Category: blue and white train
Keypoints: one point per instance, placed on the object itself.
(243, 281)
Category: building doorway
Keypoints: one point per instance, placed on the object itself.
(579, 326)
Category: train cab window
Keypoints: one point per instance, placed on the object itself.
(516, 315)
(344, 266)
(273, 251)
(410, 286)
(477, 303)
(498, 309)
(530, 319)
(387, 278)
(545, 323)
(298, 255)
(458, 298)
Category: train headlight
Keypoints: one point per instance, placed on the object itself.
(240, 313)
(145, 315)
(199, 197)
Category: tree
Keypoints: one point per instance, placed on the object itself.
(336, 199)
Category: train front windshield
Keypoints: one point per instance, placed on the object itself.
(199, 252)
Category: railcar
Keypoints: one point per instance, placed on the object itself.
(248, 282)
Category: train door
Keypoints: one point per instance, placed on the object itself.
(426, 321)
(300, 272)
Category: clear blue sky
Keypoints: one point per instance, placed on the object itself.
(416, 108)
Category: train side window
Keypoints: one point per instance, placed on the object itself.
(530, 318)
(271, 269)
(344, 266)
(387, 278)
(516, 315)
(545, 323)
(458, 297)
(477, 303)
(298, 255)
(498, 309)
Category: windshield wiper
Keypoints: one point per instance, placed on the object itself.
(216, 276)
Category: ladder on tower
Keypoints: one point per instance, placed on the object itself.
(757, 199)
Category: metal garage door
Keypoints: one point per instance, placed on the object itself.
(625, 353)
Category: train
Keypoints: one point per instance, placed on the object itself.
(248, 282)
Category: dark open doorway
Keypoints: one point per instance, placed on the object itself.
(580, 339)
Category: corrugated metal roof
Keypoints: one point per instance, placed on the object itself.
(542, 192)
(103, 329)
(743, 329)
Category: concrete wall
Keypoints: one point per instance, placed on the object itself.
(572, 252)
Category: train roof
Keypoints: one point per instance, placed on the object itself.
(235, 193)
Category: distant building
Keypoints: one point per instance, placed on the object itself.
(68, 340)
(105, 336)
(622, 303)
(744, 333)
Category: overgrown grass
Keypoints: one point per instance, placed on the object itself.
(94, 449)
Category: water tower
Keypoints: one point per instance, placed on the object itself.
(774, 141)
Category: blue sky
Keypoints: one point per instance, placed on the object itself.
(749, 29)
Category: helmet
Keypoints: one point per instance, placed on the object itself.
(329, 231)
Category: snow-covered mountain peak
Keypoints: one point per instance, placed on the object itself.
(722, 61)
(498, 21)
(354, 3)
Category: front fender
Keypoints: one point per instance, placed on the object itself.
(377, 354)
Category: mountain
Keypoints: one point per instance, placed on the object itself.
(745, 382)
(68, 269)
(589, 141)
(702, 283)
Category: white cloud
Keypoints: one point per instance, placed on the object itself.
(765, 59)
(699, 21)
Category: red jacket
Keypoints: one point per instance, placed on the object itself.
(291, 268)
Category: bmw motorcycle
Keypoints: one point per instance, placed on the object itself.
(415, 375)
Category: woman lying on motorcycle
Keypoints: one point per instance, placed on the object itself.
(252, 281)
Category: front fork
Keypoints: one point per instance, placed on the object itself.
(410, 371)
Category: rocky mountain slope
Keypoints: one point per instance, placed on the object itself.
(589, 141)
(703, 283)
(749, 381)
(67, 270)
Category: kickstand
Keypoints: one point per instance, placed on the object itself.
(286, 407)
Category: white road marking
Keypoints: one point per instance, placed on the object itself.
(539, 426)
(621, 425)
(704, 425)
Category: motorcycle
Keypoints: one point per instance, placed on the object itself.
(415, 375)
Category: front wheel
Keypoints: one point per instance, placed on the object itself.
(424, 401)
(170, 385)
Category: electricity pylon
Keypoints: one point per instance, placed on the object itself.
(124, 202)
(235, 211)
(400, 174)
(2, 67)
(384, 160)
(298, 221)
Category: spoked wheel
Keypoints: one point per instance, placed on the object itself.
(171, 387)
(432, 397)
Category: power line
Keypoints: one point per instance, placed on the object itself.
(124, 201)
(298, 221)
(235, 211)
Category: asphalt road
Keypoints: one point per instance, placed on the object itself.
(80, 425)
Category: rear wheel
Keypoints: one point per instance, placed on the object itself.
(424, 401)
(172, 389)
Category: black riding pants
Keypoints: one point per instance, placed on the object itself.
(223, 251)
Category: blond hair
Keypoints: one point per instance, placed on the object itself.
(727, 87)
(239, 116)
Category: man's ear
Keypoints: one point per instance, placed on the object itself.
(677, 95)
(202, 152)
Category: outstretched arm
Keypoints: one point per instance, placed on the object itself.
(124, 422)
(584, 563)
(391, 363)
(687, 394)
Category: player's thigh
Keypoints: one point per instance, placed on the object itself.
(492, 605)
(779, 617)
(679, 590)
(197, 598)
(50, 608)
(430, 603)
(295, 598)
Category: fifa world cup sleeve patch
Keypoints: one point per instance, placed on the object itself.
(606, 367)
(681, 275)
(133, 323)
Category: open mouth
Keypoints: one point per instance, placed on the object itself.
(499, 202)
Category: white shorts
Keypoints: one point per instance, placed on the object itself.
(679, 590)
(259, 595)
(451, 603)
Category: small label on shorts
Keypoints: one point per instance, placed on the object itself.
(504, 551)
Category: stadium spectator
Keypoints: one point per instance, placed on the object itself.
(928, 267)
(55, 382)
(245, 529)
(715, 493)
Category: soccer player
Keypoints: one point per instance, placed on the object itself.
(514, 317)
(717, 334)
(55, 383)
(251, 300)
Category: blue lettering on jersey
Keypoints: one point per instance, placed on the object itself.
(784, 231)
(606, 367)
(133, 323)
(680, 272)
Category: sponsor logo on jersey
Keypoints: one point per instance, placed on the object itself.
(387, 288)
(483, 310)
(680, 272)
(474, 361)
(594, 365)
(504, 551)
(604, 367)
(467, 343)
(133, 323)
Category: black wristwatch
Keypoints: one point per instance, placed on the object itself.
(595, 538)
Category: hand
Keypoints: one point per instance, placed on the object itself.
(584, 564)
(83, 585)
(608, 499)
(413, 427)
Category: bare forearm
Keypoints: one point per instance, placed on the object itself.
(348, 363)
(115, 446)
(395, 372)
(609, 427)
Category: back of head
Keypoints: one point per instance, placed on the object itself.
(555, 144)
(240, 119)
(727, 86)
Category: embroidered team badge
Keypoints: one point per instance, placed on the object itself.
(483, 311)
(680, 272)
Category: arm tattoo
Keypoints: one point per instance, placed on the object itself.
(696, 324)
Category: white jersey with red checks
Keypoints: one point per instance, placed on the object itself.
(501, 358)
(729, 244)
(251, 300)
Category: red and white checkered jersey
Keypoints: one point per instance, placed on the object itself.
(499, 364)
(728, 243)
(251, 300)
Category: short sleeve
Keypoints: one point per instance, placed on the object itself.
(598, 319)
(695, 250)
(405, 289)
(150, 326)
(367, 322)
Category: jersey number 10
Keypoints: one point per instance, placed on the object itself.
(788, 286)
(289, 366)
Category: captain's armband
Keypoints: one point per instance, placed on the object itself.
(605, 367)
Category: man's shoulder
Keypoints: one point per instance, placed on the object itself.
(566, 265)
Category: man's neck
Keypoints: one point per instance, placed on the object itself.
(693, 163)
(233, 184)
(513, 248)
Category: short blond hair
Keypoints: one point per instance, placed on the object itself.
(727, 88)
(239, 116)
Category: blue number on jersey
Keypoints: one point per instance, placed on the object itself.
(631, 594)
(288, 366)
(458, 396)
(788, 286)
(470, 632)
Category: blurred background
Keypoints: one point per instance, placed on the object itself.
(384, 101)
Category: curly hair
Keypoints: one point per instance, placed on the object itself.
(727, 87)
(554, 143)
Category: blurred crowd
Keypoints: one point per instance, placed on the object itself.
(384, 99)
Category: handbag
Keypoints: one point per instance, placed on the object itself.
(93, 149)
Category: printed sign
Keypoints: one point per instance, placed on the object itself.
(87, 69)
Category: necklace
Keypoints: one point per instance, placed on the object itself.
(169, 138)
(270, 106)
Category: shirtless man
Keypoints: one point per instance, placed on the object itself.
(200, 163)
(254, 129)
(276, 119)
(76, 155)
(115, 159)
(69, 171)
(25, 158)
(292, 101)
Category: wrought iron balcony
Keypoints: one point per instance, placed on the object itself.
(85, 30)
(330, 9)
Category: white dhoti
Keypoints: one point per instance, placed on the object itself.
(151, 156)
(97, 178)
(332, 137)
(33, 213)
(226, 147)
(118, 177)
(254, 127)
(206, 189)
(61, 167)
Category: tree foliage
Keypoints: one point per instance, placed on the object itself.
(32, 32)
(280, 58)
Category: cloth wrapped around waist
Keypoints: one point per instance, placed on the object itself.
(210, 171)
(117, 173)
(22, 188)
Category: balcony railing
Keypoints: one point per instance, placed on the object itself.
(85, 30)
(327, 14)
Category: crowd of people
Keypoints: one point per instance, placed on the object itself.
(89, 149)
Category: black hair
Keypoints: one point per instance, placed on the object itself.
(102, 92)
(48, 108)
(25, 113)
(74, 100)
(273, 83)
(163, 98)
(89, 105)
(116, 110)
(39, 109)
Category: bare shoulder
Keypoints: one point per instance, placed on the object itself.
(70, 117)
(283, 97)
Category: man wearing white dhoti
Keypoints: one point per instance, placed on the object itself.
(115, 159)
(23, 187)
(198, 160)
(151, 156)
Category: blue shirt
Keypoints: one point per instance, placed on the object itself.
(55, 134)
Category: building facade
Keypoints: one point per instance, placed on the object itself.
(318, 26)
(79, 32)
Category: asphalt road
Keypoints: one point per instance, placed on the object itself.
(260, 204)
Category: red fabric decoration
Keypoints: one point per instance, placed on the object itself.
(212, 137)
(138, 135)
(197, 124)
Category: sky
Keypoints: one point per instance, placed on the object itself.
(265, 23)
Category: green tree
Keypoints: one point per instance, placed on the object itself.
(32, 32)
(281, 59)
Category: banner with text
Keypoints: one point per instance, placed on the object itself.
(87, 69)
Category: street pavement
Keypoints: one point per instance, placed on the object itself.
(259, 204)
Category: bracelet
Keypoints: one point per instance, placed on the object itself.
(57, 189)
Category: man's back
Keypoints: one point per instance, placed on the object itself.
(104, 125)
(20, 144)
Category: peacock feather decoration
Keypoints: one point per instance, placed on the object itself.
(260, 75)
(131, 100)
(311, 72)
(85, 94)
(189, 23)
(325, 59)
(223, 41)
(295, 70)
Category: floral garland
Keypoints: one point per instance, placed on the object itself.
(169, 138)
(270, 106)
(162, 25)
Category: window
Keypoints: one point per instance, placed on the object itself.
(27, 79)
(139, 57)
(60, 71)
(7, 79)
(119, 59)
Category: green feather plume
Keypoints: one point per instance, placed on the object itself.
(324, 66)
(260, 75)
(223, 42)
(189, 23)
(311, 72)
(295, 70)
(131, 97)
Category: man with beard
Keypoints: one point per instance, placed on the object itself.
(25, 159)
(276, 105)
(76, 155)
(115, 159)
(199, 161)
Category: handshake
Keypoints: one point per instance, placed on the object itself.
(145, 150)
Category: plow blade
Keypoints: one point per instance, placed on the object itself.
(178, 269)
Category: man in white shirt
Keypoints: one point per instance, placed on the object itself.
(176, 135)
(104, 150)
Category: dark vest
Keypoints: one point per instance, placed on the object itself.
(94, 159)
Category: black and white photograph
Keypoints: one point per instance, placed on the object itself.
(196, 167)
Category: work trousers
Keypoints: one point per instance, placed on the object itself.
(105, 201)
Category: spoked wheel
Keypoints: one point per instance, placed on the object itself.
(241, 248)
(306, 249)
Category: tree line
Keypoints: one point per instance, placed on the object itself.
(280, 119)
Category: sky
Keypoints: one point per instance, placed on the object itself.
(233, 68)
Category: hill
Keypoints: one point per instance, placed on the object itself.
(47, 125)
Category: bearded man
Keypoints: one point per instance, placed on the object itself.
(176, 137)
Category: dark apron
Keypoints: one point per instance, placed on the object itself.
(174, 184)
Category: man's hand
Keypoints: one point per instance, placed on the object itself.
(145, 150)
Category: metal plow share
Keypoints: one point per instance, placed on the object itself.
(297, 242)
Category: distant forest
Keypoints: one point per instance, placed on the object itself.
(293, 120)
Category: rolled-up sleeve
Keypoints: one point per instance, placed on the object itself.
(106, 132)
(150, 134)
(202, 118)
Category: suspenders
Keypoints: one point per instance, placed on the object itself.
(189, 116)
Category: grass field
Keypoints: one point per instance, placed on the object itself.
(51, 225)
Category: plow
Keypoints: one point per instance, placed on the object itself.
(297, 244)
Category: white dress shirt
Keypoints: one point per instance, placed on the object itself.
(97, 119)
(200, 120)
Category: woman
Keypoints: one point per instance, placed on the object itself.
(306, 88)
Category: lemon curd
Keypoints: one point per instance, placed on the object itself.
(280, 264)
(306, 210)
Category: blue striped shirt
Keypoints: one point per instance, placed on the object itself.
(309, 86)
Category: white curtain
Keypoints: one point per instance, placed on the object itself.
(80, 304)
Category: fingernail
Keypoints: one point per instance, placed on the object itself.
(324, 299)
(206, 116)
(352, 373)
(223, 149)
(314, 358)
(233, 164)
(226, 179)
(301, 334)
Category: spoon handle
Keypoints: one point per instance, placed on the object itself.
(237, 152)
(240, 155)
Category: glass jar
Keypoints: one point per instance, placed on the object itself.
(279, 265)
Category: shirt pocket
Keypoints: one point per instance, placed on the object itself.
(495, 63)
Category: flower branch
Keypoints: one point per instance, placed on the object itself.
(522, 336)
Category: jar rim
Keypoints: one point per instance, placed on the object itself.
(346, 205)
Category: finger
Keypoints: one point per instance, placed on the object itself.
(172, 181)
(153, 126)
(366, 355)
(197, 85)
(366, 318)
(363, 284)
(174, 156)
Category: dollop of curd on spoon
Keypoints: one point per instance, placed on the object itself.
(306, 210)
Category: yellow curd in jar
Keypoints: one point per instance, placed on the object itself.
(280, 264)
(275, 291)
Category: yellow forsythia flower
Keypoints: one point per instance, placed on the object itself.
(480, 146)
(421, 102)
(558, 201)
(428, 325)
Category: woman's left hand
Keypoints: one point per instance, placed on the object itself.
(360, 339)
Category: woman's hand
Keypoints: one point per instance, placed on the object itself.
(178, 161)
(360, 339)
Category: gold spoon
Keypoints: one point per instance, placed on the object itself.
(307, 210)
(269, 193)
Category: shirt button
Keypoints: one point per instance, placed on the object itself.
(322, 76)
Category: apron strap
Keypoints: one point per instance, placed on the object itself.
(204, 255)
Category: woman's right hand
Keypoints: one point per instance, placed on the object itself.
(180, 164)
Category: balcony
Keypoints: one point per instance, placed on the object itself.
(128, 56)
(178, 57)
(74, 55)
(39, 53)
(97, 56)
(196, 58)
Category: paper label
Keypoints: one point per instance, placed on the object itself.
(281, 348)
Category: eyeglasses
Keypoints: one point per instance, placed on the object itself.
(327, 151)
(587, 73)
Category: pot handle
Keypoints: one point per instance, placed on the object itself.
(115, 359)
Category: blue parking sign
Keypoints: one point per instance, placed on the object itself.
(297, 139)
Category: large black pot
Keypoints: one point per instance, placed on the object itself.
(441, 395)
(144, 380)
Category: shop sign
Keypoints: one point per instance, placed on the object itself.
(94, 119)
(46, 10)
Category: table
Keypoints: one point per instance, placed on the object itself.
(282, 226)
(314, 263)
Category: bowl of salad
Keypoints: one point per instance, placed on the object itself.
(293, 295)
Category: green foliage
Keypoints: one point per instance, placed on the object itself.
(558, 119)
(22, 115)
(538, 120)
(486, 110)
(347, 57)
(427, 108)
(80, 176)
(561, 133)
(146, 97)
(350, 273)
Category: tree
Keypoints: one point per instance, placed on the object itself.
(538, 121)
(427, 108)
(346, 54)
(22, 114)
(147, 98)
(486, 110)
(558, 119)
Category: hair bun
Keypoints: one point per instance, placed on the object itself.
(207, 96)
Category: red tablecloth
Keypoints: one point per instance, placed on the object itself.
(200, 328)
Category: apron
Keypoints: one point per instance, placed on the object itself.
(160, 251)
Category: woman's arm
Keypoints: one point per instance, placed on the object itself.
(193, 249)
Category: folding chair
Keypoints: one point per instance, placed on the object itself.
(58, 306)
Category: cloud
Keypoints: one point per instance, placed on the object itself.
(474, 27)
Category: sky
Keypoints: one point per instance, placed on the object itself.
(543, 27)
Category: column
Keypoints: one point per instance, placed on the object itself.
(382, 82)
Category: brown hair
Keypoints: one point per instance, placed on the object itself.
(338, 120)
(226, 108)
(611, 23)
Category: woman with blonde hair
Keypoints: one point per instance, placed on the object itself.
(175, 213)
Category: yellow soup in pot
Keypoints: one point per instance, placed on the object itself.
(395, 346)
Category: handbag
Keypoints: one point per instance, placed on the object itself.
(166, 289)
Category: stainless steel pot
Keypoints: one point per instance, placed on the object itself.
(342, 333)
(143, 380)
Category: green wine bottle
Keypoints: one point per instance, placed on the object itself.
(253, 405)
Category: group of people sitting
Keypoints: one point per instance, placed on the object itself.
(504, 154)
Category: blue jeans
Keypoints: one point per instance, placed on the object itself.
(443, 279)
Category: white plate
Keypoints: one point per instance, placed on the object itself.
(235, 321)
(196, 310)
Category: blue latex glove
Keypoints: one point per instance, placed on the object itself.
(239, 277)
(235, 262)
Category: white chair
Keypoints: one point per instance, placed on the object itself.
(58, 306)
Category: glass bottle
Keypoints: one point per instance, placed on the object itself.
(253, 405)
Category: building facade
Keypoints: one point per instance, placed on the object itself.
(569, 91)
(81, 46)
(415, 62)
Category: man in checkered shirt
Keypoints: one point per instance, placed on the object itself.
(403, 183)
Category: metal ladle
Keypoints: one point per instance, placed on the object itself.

▸ **THE REQUEST**
Copy out the stretch of the records above from the line containing "Category: metal ladle" through the end of the records, word for word.

▸ **EXERCISE RESPONSE**
Category: metal ladle
Keypoints: one point per instance, placed on the object itself.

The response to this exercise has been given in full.